It hardly matters whether it's a lover, a friend, or a blind date. Getting stood up sucks no matter how you look at it. And I can't think of any real valid excuse that would ever justify it (unless an emergency or something, though I'd think I'd be told about that eventually...).
I've had my fair share of the "fade-outs." You know the thing where a person responds to you less and less until they're no more. I've dealt with a few flakes too. I feel like being flaked out on differs from being stood up. Flakes don't ever really confirm plans. They kind of skate around the whole idea and when the proposed time comes, they're nowhere to be found or they tell you, "Hey I can't go because work tomorrow."
No, standing a person up comes after confirming plans with someone. After saying, "Yes, I will be there. I will see you at this time at this place. We will do this together."

### RAW DATA
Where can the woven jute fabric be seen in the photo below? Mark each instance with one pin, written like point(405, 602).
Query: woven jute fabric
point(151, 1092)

### TASKS
**A.** Say whether each statement agrees with the piece on getting stood up, answering yes or no and quoting the words from the piece that decide it: (i) The writer says flakes usually confirm plans before failing to appear. (ii) In the writer's view, standing someone up comes after plans have been confirmed. (iii) The writer can think of several valid excuses for standing someone up.
**B.** Pick up the piece on getting stood up after its final sentence and carry it forward.

### ANSWERS BELOW
**A.**
(i) No: "Flakes don't ever really confirm plans."
(ii) Yes: "standing a person up comes after confirming plans with someone."
(iii) No: "And I can't think of any real valid excuse that would ever justify it"

**B.**
That I've only had happen a couple times. Once by the last guy I dated. He was supposed to join me at a dance, though I never heard from him. To his credit, my phone was malfunctioning. I wasn't receiving texts, though I could send them perfectly. I chalk it up to miscommunication and hormones for the little dispute we had later once my phone was fully functioning.
My ex stood me up once and blatantly. Granted, we were going through a rough patch at the time but we had been dating for nearly seven months by then. I had asked him over for dinner one night and spent the day cleaning, going grocery shopping to get the ingredients, etc. Dinner time rolls around and I haven't heard a word. I start to make the meal, thinking he may show up a little later. Nope. There I was with two steaks and a bottle of wine for one.
When I asked him about it later that night, he skated around an apology. He knew we had plans and that he "dropped the ball on this one." His excuse was that he was too lazy. Someone needed to "light a fire under his ass" because he wasn't feeling like anything that night. Well, thanks for the leftovers.
Have you ever been stood up? How did you deal with it?
Comments (19)
That's the saddest pictures ever @_@, and I'm sorry your ex was a git. "Too lazy?" To what? Go visit his gf? That's about the worst excuse I've ever heard.
I got stood up once, and it actually turned out to be a great night. She wasn't my gf though.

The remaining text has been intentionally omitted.